+++ Available data +++

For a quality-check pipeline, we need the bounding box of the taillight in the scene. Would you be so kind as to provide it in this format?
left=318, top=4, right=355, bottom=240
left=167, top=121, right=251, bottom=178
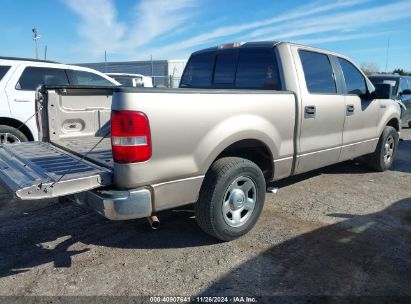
left=111, top=110, right=151, bottom=163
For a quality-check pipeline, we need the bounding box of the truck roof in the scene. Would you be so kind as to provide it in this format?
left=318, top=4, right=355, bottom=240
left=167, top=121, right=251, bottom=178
left=192, top=41, right=279, bottom=54
left=0, top=56, right=58, bottom=64
left=191, top=41, right=349, bottom=61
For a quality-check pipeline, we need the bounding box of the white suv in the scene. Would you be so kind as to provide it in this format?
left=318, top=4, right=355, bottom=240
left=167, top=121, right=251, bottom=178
left=0, top=57, right=120, bottom=143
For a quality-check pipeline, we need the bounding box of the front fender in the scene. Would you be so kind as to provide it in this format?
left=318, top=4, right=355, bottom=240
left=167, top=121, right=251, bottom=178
left=378, top=100, right=401, bottom=136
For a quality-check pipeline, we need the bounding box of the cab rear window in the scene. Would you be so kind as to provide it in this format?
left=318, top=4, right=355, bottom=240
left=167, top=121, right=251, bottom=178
left=180, top=48, right=281, bottom=90
left=180, top=52, right=215, bottom=88
left=0, top=66, right=11, bottom=82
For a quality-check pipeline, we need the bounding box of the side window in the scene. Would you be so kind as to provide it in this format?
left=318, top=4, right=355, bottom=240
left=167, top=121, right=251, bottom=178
left=180, top=52, right=215, bottom=88
left=213, top=53, right=237, bottom=85
left=70, top=70, right=114, bottom=86
left=0, top=66, right=11, bottom=81
left=299, top=50, right=336, bottom=94
left=235, top=49, right=281, bottom=90
left=338, top=58, right=367, bottom=95
left=398, top=79, right=408, bottom=94
left=16, top=67, right=69, bottom=91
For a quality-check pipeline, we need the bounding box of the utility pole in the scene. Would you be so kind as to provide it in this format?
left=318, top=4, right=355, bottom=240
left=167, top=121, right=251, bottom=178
left=105, top=50, right=108, bottom=72
left=32, top=27, right=41, bottom=60
left=151, top=54, right=154, bottom=86
left=385, top=38, right=390, bottom=73
left=44, top=46, right=48, bottom=61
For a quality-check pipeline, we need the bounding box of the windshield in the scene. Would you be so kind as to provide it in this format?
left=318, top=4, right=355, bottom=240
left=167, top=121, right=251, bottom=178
left=369, top=77, right=399, bottom=95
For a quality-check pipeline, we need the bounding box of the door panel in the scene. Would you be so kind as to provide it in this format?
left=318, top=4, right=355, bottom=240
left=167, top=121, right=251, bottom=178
left=291, top=47, right=345, bottom=174
left=336, top=57, right=380, bottom=161
left=297, top=94, right=345, bottom=173
left=339, top=96, right=379, bottom=161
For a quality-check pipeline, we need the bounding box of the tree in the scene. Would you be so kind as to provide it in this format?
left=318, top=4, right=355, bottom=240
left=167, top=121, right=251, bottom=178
left=360, top=62, right=379, bottom=76
left=392, top=69, right=410, bottom=76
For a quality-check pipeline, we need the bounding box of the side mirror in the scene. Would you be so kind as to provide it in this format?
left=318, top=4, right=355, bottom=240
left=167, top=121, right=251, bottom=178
left=373, top=83, right=392, bottom=99
left=400, top=89, right=411, bottom=95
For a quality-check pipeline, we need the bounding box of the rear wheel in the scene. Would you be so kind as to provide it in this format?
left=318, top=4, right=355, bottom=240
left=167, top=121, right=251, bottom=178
left=365, top=126, right=398, bottom=172
left=0, top=125, right=28, bottom=144
left=195, top=157, right=266, bottom=241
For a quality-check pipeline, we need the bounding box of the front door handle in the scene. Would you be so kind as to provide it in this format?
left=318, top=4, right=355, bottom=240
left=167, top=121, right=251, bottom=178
left=346, top=104, right=355, bottom=116
left=304, top=105, right=316, bottom=119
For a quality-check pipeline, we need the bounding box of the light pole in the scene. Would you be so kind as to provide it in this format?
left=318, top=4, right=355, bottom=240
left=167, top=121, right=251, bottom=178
left=32, top=28, right=41, bottom=60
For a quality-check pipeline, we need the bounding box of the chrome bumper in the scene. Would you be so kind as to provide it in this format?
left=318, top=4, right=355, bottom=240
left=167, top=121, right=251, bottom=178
left=74, top=187, right=152, bottom=220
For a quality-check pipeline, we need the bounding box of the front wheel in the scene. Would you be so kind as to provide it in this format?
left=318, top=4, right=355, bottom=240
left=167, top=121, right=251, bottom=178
left=365, top=126, right=399, bottom=172
left=195, top=157, right=266, bottom=241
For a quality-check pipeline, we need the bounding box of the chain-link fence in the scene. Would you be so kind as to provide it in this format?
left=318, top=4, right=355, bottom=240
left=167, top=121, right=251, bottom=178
left=151, top=76, right=182, bottom=88
left=77, top=60, right=186, bottom=89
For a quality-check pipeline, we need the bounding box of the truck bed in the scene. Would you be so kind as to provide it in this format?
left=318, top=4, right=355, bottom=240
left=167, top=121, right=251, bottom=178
left=53, top=137, right=113, bottom=169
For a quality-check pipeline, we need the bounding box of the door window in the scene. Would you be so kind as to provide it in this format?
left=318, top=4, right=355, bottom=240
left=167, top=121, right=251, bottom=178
left=299, top=50, right=336, bottom=94
left=398, top=79, right=409, bottom=94
left=16, top=67, right=69, bottom=91
left=338, top=58, right=367, bottom=95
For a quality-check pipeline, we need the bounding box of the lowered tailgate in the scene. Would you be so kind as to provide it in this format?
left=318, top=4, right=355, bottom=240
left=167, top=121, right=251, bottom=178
left=0, top=142, right=112, bottom=200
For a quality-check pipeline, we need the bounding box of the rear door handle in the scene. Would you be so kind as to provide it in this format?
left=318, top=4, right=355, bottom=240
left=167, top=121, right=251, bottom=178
left=304, top=105, right=316, bottom=118
left=346, top=104, right=355, bottom=116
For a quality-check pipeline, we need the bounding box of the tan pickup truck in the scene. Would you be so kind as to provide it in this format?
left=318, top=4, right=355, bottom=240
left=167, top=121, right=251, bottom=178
left=0, top=42, right=401, bottom=241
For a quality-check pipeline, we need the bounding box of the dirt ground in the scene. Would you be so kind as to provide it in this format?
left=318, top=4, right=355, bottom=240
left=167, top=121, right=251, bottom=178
left=0, top=129, right=410, bottom=297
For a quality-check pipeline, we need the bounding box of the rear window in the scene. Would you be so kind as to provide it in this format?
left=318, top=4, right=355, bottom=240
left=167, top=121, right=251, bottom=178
left=0, top=66, right=11, bottom=81
left=299, top=50, right=336, bottom=94
left=16, top=67, right=69, bottom=91
left=180, top=52, right=215, bottom=88
left=235, top=49, right=281, bottom=90
left=214, top=53, right=238, bottom=84
left=180, top=47, right=281, bottom=90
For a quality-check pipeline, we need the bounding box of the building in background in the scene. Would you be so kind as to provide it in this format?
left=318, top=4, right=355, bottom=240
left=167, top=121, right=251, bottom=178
left=76, top=59, right=187, bottom=88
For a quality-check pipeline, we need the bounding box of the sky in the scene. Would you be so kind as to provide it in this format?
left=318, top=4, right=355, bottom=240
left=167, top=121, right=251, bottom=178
left=0, top=0, right=410, bottom=71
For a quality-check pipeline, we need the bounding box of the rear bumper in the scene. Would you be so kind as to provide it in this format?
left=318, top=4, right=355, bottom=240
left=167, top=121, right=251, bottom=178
left=73, top=187, right=152, bottom=220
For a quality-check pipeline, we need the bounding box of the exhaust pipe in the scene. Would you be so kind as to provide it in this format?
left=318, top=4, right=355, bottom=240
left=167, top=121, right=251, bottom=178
left=147, top=216, right=160, bottom=230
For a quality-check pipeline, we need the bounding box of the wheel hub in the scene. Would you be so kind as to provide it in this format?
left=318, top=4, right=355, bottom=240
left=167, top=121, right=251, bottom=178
left=222, top=176, right=257, bottom=228
left=383, top=135, right=395, bottom=165
left=229, top=189, right=246, bottom=210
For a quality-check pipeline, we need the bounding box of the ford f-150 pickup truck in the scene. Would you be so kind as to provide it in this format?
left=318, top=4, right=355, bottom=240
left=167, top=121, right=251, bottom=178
left=0, top=42, right=401, bottom=241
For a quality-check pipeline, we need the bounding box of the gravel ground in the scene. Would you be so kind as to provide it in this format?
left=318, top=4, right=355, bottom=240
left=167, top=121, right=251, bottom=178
left=0, top=129, right=410, bottom=297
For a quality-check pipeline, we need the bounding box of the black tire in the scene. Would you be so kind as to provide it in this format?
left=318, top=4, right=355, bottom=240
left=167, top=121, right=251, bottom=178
left=0, top=125, right=28, bottom=144
left=408, top=121, right=411, bottom=129
left=195, top=157, right=266, bottom=241
left=365, top=126, right=399, bottom=172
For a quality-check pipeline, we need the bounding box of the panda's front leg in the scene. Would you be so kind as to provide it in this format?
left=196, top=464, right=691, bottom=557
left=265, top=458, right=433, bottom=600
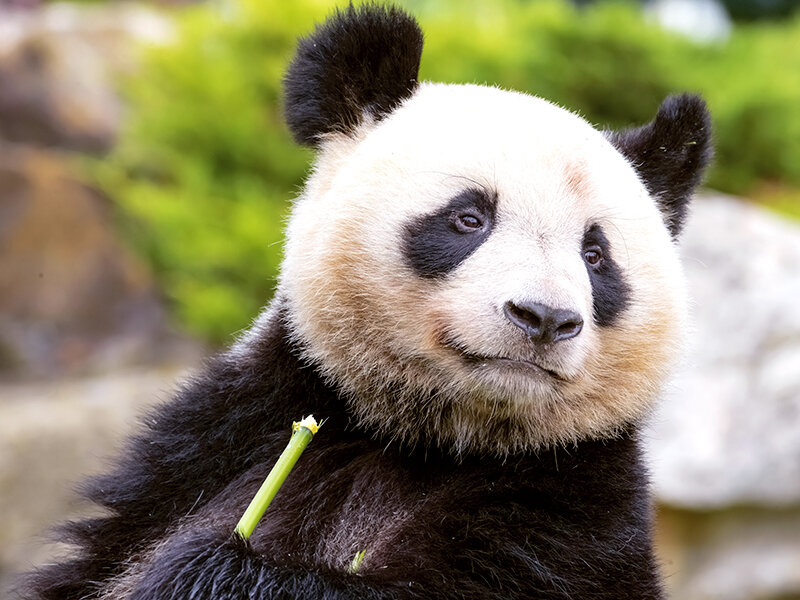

+++

[Problem to work on] Count the lines above in which the word "pole" appears, then state only that count.

[Exercise output] 2